Exercise material:
◆ ◆ ◆ ◆ ◆ ◆ ◆
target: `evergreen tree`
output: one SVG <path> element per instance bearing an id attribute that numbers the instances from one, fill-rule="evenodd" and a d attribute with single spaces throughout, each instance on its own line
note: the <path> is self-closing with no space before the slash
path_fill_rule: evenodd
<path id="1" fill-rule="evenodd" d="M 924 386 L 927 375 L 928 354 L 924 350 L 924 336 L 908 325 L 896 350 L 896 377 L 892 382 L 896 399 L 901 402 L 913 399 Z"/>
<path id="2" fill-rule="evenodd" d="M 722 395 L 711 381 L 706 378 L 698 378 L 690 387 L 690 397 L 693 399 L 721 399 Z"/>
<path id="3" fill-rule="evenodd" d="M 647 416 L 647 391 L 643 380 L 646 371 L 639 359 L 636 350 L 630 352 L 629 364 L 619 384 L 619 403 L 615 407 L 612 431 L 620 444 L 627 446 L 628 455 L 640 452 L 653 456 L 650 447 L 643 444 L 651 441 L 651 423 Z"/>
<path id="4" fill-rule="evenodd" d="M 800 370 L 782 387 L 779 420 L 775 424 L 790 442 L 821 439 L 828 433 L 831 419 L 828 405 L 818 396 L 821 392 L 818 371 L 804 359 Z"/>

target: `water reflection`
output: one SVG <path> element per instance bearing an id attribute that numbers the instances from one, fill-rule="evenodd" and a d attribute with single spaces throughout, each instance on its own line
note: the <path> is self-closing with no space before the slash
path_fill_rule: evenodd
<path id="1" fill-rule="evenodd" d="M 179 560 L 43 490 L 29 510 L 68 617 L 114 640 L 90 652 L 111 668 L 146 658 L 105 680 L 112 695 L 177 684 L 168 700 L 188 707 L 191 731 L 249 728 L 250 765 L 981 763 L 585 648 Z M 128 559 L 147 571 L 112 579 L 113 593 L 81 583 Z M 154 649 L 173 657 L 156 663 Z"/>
◆ ◆ ◆ ◆ ◆ ◆ ◆
What to produce: Output all of the data again. Match it exactly.

Result of the exercise:
target: `evergreen tree`
output: one SVG <path> element per instance bearing an id attribute that numbers the instances from one, fill-rule="evenodd" and a d attribute with single spaces throughout, each instance on its own line
note: the <path> is self-closing with no space before the slash
path_fill_rule: evenodd
<path id="1" fill-rule="evenodd" d="M 924 386 L 927 375 L 928 354 L 924 350 L 924 336 L 908 325 L 896 350 L 896 377 L 892 382 L 896 399 L 901 402 L 913 399 Z"/>
<path id="2" fill-rule="evenodd" d="M 722 395 L 711 381 L 706 378 L 698 378 L 690 387 L 690 397 L 693 399 L 721 399 Z"/>
<path id="3" fill-rule="evenodd" d="M 647 416 L 647 391 L 643 380 L 646 371 L 639 359 L 636 350 L 630 352 L 629 364 L 619 384 L 619 403 L 615 407 L 612 431 L 620 444 L 627 446 L 628 455 L 640 452 L 653 456 L 650 447 L 643 444 L 651 441 L 651 423 Z"/>
<path id="4" fill-rule="evenodd" d="M 800 370 L 782 387 L 779 420 L 775 424 L 790 442 L 821 439 L 828 433 L 831 419 L 828 405 L 818 396 L 821 392 L 818 371 L 804 359 Z"/>

target: `water reflection`
output: one SVG <path> element per instance bearing an id attribute that numbers the instances from one, fill-rule="evenodd" and a d attribute with single spaces throughout, each instance on its own line
note: the <path> is self-closing with no space before the slash
path_fill_rule: evenodd
<path id="1" fill-rule="evenodd" d="M 179 560 L 43 490 L 29 510 L 68 617 L 114 640 L 90 652 L 111 668 L 146 658 L 105 680 L 112 695 L 177 684 L 168 700 L 188 707 L 191 731 L 249 728 L 250 765 L 981 763 L 585 648 Z M 128 559 L 147 571 L 112 579 L 113 593 L 81 583 Z M 154 649 L 173 657 L 156 663 Z"/>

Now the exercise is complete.